* _TASK DIRECTIONS_: Please write out exactly the lines that begin at the line containing "For the dataset, pick out the sky" and run to the end of the records.

[Begin]

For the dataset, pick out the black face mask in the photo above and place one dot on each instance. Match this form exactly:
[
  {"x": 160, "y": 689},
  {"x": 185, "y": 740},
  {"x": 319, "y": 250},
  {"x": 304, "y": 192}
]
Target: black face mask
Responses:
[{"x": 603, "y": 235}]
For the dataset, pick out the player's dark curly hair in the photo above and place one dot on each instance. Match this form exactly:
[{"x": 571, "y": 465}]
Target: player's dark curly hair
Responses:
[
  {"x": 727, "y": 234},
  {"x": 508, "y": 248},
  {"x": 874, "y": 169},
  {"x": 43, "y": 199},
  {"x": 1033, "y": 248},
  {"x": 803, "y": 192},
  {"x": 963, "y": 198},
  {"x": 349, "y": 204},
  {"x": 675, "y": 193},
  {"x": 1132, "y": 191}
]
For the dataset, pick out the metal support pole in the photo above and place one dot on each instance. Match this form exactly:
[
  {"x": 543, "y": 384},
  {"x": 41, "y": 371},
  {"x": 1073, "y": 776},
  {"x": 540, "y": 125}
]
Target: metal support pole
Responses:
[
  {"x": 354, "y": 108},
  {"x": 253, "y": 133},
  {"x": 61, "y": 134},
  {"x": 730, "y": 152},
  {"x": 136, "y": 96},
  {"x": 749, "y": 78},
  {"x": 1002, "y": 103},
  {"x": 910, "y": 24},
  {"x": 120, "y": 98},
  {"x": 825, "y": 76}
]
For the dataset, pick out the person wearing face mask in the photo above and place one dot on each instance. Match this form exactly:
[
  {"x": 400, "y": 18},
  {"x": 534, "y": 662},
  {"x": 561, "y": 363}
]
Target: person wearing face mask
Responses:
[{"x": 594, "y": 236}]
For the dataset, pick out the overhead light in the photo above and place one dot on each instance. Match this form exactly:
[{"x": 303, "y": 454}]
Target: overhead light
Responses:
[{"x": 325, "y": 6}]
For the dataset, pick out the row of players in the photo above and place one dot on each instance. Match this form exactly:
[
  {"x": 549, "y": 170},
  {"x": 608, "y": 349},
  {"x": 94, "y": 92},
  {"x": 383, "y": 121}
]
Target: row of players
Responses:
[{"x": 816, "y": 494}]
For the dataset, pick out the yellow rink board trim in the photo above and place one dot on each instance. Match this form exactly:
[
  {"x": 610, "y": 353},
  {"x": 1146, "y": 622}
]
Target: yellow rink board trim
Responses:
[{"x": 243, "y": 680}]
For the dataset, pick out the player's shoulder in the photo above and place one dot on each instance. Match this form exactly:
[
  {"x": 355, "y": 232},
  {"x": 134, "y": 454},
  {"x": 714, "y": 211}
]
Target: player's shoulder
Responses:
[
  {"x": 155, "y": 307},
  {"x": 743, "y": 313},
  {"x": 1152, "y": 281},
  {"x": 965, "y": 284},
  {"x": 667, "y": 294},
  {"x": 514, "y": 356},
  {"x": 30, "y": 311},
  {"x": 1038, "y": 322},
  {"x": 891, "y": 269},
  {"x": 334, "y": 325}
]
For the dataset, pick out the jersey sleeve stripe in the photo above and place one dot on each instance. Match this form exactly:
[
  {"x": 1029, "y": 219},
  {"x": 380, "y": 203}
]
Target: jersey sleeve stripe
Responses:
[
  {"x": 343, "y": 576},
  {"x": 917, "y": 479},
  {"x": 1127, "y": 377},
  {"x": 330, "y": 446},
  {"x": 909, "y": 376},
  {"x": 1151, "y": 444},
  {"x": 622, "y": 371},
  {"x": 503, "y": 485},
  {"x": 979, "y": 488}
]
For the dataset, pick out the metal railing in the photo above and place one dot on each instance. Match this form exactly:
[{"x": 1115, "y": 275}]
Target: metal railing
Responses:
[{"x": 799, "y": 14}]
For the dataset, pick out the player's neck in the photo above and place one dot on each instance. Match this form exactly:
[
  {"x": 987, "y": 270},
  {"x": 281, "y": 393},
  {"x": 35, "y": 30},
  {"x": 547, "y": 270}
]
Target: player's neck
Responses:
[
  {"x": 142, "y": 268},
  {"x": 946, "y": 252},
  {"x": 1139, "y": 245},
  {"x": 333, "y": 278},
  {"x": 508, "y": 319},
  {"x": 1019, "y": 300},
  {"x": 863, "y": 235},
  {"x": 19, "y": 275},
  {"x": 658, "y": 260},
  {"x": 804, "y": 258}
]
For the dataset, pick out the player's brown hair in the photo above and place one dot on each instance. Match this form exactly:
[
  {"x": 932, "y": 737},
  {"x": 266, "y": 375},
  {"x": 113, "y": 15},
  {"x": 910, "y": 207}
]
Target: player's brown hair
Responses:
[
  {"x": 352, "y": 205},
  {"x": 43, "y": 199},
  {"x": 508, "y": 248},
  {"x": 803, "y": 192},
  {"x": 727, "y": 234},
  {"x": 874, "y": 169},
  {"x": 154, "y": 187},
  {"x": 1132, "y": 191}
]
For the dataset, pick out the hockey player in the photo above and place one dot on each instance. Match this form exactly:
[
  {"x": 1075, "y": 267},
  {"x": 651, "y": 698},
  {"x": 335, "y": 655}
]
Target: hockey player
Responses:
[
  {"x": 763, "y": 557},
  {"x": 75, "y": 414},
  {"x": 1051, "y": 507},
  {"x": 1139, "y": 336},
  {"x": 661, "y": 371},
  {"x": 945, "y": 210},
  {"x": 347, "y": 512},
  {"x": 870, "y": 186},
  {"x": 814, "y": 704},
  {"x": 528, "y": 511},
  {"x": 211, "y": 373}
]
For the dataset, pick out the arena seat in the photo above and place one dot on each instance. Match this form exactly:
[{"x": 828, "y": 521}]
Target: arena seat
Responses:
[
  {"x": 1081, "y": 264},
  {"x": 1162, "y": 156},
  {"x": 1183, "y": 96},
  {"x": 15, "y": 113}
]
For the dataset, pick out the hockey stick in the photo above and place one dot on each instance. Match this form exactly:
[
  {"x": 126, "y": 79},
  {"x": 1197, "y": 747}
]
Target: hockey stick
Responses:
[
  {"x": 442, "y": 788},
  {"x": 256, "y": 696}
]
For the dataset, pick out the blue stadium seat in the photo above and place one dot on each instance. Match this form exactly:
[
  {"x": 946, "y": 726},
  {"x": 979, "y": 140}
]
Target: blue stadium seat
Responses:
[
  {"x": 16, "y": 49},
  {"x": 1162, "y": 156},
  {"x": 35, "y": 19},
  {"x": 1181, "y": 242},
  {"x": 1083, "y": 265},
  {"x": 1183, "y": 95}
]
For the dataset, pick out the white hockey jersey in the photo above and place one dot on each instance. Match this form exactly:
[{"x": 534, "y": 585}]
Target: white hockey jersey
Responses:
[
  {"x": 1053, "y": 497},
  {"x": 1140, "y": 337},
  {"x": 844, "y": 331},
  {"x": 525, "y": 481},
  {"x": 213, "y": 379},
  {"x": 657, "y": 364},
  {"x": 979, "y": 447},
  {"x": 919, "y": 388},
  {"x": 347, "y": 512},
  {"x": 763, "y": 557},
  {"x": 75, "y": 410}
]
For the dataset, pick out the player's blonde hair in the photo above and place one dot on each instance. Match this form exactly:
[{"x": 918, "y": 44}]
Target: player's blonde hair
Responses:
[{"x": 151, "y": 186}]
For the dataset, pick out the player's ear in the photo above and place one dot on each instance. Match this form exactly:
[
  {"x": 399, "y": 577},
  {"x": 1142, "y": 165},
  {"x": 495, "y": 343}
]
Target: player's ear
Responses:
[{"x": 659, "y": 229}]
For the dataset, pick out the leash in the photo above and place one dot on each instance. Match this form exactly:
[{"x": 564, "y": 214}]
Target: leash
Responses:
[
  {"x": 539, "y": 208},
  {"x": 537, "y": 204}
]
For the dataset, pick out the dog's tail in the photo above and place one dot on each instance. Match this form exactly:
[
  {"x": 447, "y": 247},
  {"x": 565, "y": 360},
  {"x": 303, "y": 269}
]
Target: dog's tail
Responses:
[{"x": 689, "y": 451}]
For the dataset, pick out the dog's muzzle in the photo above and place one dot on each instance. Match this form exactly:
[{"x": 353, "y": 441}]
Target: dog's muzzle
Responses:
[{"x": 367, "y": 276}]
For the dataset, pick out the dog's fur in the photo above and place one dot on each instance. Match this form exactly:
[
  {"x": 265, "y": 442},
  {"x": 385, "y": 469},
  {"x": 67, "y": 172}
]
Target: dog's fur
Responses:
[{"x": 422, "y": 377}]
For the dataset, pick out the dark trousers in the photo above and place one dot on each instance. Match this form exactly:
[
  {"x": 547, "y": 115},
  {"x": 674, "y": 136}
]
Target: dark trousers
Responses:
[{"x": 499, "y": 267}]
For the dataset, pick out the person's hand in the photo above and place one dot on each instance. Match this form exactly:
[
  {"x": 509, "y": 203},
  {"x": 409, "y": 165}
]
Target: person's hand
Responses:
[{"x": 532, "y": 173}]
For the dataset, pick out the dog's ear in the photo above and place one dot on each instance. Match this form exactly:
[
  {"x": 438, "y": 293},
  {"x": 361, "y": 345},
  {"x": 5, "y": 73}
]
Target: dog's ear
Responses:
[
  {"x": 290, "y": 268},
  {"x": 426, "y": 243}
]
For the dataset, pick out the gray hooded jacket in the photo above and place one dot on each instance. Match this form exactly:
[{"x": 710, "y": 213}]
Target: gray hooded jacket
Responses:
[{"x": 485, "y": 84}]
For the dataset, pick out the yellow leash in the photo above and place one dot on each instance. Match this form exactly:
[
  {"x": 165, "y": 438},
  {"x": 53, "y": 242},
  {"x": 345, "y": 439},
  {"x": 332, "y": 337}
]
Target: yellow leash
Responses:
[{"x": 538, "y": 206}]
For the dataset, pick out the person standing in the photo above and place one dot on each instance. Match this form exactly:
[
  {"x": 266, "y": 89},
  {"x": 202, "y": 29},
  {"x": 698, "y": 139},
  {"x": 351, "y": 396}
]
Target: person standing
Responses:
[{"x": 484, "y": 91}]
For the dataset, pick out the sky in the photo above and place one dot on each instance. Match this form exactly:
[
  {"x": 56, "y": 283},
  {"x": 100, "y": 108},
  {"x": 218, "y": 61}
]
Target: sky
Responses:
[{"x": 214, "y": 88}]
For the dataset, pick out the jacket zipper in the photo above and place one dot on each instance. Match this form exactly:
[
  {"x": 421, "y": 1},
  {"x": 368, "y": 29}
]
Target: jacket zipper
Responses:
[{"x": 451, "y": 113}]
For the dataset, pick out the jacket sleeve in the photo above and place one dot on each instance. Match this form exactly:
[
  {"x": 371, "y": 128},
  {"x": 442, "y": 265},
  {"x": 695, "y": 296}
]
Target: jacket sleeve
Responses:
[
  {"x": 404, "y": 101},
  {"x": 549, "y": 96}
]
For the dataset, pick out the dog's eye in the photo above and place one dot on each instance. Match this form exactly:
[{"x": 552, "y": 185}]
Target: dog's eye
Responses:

[End]

* _REPLY TO THE TASK_:
For the dataset, pick out the sky in the photo above and place one dot on each instance. Match this form exactly:
[
  {"x": 56, "y": 283},
  {"x": 100, "y": 108},
  {"x": 218, "y": 61}
]
Target: sky
Responses:
[{"x": 214, "y": 88}]
For the dataset, pick out the jacket zipper in the photo above and place one dot on each instance. Match this form exactly:
[
  {"x": 421, "y": 1},
  {"x": 368, "y": 29}
]
Target: jacket zipper
Responses:
[{"x": 451, "y": 113}]
For the dataset, pick out the jacket sleeve in the photo above and place one dot on each instance. Match this form exactly:
[
  {"x": 371, "y": 128},
  {"x": 442, "y": 265},
  {"x": 695, "y": 296}
]
Target: jacket sleeve
Responses:
[
  {"x": 404, "y": 101},
  {"x": 549, "y": 96}
]
For the dataset, pick out the dog's eye in the photo above and place one dot on each instance. Match this form exactly:
[{"x": 552, "y": 185}]
Target: dog's eye
Responses:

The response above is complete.